■ Source document ■
________________________

Hi Jennifer, I added a few suggestions in your doc. Hopefully they help a bit. My first thoughts are that it’s doing a good job with the ensemble/MFE. The pictures were good, I hope more can be added later on to further explain what you are conveying. Just a few grammar mistakes, but those can be fixed later on easily. The big comment from me is probably the nature of how you are giving the information, particularly the POV and the formalness. I think once you decide fully want you want this to be (document, book, etc.), it can be changed to accommodate that nature. Overall, it’s very informative and I can’t wait for more to be added.

so i had mentioned that I had a theory that there is some quantum effects in the RNA… well here is article in the BBC talking about how DNA has been found to have quantum tunneling between the helix and that causes mutations of DNA… If it happens to DNA I doubt it does not happen to RNA as it is the protons that are responsible for the bonding (I think they mean hydrogen bonds) that have ben found to be tunneling between the entire energy barrier at both sides of the helix. I think this sounds like every binding site has quantum tunneling to every other binding site. I think that might go a long way to explaining the source of the pairing probability mechanical connection, and why RNA does RNA stuff… humm deep thoughts

I think that shape data from earlier labs might actually be perfrect for this. I need to investigate this further… If only I had this understanding when we were doing SHAPE labs… I think I finally understand them (better? and who really does) now that I have this info in my head…

I should clarify that when I asked if pairing probabilities are based on experimental data, I meant data external from Eterna. (Das Lab has not generated any ensemble data that I’m aware of.) I read today that pairing probabilities are based on the lowest MFE and the frequency with which they appear in an ensemble. The structures with the lowest MFEs usually appear the most frequently, but not always. My original assumption was that the pairing probabilities come from the research team at Vienna. Or if we are using NuPACK, those folks have put together the pairing probability data used by NuPACK.

Then I see both Vienna and NuPACK use McCaskill’s partition function algorithm for computing base pair probabilities. Are the base pairing probabilities within different RNA structures so regular (repeated) that an algorithm can capture (reliably reflect) all that data?

in relation to McCaskils algorith (m-fold) it is so far teh most efficent and accurate found for getting the QUICK partition function and thus MFE and ensemble. McCaskill is not more accurate than others and in fact he is less accurate at times but always really fast and very accurate for what you need. In fact the website for M fold actually says to be careful and not trust the MFE but to poke around and verify at different energy levels aka subopt which I pushed to implement. You can use a different algorithm that is similar to -d2 in Vienna and I always use that in Vienna adn would think that we should use that here as m fold verses -d2 is m fold is fast and not as accurate at times and -d2 is slow but very accurate and concise.

________________________

■ Raw data ■
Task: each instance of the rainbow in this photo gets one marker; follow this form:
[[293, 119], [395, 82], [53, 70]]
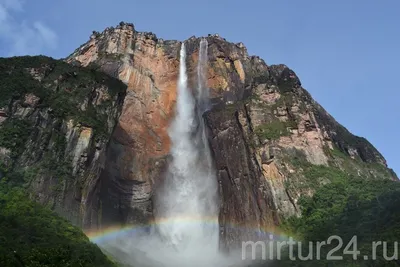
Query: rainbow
[[101, 236]]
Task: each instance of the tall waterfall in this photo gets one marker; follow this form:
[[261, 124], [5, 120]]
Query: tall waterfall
[[189, 198], [186, 232]]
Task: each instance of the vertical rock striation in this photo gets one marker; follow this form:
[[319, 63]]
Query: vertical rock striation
[[263, 129]]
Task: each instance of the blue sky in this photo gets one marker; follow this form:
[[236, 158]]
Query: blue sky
[[346, 53]]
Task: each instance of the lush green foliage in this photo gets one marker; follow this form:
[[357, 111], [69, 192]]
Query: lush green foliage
[[31, 235], [13, 135], [63, 88], [273, 130]]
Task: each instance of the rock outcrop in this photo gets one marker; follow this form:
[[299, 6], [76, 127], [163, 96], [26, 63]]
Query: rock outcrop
[[261, 121], [57, 122], [265, 132]]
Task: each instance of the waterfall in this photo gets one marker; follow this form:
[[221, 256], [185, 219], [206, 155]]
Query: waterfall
[[190, 187], [186, 232]]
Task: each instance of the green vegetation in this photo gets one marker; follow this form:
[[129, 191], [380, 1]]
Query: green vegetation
[[63, 88], [345, 205], [274, 129], [31, 235], [13, 135]]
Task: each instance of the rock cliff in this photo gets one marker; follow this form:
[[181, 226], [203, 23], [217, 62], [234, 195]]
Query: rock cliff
[[55, 124], [271, 142]]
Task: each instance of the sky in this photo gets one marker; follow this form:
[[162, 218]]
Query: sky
[[346, 53]]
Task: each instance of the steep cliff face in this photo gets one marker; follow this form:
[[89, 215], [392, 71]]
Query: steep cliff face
[[272, 142], [56, 121]]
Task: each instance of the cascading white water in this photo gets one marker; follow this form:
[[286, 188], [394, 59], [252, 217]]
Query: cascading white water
[[187, 201], [189, 196]]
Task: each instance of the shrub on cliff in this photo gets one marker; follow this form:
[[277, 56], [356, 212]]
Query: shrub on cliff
[[31, 235]]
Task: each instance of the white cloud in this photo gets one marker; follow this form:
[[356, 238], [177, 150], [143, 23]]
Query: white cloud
[[20, 37]]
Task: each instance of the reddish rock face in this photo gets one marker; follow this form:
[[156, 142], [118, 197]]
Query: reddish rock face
[[140, 143], [253, 167]]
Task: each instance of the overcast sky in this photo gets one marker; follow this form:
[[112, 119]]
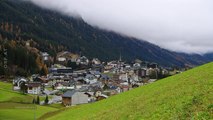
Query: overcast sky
[[177, 25]]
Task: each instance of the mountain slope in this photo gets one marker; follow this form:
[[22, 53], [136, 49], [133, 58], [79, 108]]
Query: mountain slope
[[188, 95], [75, 35]]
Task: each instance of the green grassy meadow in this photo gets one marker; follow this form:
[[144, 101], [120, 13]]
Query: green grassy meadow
[[188, 95]]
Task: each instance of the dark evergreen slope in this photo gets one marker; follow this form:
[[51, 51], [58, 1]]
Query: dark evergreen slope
[[75, 35]]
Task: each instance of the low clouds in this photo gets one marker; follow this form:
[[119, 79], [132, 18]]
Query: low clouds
[[177, 25]]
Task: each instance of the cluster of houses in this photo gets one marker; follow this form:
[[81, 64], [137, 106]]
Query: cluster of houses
[[98, 81]]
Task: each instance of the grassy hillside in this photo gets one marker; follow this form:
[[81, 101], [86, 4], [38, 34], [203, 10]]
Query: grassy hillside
[[16, 106], [8, 95], [188, 95], [18, 111]]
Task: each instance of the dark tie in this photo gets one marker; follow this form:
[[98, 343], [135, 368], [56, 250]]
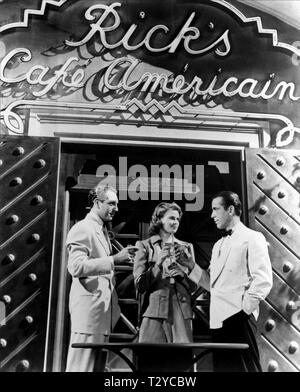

________________________

■ Problems and tasks ■
(a) Check each statement against the RNA discussion above. For each, answer yes or no and quote the words of the text that decide it.
(i) Both Vienna and NuPACK use McCaskill's partition function algorithm to compute base pair probabilities.
(ii) The Das Lab has generated ensemble data.
(iii) The -d2 option in Vienna is described as fast but not as accurate.
(b) Reproduce everything in the RNA discussion from "Then I see both" down to "all that data?", word for word.

■ Answers by item ■
(a)
(i) Yes: "Then I see both Vienna and NuPACK use McCaskill’s partition function algorithm for computing base pair probabilities."
(ii) No: "(Das Lab has not generated any ensemble data that I’m aware of.)"
(iii) No: "-d2 is slow but very accurate and concise."

(b)
Then I see both Vienna and NuPACK use McCaskill’s partition function algorithm for computing base pair probabilities. Are the base pairing probabilities within different RNA structures so regular (repeated) that an algorithm can capture (reliably reflect) all that data?